═════ EXTRACTED DATA

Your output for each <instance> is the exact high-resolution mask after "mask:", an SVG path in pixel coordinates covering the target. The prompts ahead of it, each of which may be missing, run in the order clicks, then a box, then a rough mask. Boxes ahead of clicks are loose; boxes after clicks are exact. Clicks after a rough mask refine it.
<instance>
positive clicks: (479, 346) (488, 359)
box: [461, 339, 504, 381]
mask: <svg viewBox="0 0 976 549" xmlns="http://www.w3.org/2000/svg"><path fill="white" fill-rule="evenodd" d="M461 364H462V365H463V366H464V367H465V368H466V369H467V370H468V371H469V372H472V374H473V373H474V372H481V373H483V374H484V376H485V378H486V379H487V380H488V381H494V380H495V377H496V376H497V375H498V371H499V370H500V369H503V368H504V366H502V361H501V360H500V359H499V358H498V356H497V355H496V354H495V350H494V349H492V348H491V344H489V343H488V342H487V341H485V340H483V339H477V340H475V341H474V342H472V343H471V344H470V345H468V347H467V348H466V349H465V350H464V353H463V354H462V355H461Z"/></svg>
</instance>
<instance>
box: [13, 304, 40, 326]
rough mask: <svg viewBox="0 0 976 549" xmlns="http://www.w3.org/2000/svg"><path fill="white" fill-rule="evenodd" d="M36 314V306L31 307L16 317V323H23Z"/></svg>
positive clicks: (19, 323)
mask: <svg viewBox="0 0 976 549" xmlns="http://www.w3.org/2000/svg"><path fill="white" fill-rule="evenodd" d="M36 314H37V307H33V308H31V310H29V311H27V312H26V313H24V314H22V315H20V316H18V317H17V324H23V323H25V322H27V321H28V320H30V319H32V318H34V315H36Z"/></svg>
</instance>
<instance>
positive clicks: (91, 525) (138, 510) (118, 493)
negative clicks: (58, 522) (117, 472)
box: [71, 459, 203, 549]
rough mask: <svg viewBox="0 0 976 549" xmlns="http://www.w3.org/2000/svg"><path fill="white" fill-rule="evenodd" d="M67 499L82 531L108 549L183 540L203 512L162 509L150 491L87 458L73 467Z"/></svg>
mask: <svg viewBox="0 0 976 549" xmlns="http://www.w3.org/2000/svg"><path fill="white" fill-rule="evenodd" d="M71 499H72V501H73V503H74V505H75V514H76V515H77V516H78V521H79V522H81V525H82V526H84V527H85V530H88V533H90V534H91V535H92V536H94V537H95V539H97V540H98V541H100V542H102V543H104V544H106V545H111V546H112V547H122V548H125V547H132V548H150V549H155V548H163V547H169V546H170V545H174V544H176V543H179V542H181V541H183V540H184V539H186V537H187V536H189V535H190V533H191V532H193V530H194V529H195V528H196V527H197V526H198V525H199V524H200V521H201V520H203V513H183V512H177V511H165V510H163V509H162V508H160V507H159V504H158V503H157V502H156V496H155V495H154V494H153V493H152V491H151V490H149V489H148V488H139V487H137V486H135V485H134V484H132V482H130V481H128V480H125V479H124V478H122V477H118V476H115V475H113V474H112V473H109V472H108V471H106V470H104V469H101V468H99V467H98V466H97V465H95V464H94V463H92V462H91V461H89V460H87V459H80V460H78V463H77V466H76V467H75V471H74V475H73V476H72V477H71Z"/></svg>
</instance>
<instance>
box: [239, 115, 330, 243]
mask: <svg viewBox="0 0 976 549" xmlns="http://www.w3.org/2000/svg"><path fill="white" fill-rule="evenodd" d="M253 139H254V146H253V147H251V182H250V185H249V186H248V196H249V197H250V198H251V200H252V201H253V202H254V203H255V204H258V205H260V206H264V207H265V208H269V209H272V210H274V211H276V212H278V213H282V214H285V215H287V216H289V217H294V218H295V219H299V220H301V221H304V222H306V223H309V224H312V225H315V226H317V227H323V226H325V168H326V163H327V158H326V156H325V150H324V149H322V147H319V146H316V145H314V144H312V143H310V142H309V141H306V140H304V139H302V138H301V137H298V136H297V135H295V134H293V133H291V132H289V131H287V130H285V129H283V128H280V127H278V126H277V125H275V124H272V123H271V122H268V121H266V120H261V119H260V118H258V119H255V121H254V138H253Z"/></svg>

══════════

**WHAT YOU HAVE TO DO**.
In the records above, find the line with "positive clicks: (91, 525)"; write out exactly that line and each one after it, stopping after the line with "box: [71, 459, 203, 549]".

**COMPLETED EXERCISE**.
positive clicks: (91, 525) (138, 510) (118, 493)
negative clicks: (58, 522) (117, 472)
box: [71, 459, 203, 549]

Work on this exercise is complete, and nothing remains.